Overview of the 6 Best Propane Generator for RVs

01. Best Overall: Champion 4500 Watt Dual Fuel Generator
“For serious dry campers looking for quiet but a powerful unit with longer runtime.”

02. Best Budget: WEN 4750 Dual Fuel Portable Generator 
“A reliable source of power for boondocking with an affordable price tag.”

03. Best for Longest Runtime: Champion 2500 Watt Inverter Generator
“Comes with an extended runtime for RVers who hate the idea of carrying extra cylinders to their weekend trips.”

04. Best Quietest: WEN 4000 Watt Inverter Generator
“For boondockers who love to listen to nature without being bothered by their running generator.”

05. Best for 30 Amp RV: Firman 4550 Watt Dual Fuel Generator
“A fuel-efficient generator to power most of your 30 amp RV appliances.”

06. Best For 50 Amp RV: Duromax XP12000EH Dual Fuel Generator
“A beast for the most demanding RVers with a big rig and lots of appliances to power.”

Benefits of a Propane Powered Generator for RV Camping

Like any other RV appliance, a propane-powered generator comes with its benefits and drawbacks.

Knowing them will help you make educated decisions when purchasing a unit.

Here, let’s take a look at the pros and cons of using propane as fuel sources to run portable generators when boondocking.

Pros of Propane Generators for RV

To begin with, propane is used by other RV appliances, so using a propane generator removes the need to carry gas cans. This removes any additional weight, creates space for other items, and keeps the bed of your truck odor-free.

Compared to other fuel types, propane burns a lot cleaner, which means fewer deposits in the engine and exhaust system, thus reducing the frequency of maintenance needed.

******************************

> **Exercise 1**: Reproduce the passage of the propane generator text from "Knowing them will" to "of maintenance needed." word for word.

******************************

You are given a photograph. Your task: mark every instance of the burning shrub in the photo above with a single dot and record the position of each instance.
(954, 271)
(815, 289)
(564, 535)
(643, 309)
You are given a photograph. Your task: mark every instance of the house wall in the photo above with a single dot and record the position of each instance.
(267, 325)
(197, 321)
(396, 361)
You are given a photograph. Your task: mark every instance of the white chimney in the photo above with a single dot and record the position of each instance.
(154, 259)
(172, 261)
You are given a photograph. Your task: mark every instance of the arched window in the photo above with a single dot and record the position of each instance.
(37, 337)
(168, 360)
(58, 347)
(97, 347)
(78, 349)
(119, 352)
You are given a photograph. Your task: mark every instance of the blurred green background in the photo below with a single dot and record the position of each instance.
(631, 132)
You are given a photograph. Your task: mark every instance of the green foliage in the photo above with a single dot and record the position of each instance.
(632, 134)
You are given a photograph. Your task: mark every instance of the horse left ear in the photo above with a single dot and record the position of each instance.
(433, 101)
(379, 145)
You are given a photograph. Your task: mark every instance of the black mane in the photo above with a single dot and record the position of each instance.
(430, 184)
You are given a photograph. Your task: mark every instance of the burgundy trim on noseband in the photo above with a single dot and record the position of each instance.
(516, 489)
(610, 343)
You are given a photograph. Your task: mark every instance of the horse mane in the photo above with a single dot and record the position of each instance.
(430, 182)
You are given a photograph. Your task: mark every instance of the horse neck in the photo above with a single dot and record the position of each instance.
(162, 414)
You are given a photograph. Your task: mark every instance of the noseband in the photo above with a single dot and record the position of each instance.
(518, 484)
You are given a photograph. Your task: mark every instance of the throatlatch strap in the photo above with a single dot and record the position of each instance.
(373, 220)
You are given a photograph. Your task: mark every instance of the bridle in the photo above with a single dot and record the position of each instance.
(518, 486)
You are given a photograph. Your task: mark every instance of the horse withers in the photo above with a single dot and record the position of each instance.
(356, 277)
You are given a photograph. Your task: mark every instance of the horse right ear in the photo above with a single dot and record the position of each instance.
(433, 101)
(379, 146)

******************************

> **Exercise 2**: Render the entries from the line with "the horse mane" to the last line of the entries as a JSON list of strings, one string per line, omitting blank lines.

> **Full output 1**:
Knowing them will help you make educated decisions when purchasing a unit.

Here, let’s take a look at the pros and cons of using propane as fuel sources to run portable generators when boondocking.

Pros of Propane Generators for RV

To begin with, propane is used by other RV appliances, so using a propane generator removes the need to carry gas cans. This removes any additional weight, creates space for other items, and keeps the bed of your truck odor-free.

Compared to other fuel types, propane burns a lot cleaner, which means fewer deposits in the engine and exhaust system, thus reducing the frequency of maintenance needed.

> **Full output 2**:
[
  "You are given a photograph. Your task: mark every instance of the horse mane in the photo above with a single dot and record the position of each instance.",
  "(430, 182)",
  "You are given a photograph. Your task: mark every instance of the horse neck in the photo above with a single dot and record the position of each instance.",
  "(162, 414)",
  "You are given a photograph. Your task: mark every instance of the noseband in the photo above with a single dot and record the position of each instance.",
  "(518, 484)",
  "You are given a photograph. Your task: mark every instance of the throatlatch strap in the photo above with a single dot and record the position of each instance.",
  "(373, 220)",
  "You are given a photograph. Your task: mark every instance of the bridle in the photo above with a single dot and record the position of each instance.",
  "(518, 486)",
  "You are given a photograph. Your task: mark every instance of the horse withers in the photo above with a single dot and record the position of each instance.",
  "(356, 277)",
  "You are given a photograph. Your task: mark every instance of the horse right ear in the photo above with a single dot and record the position of each instance.",
  "(433, 101)",
  "(379, 146)"
]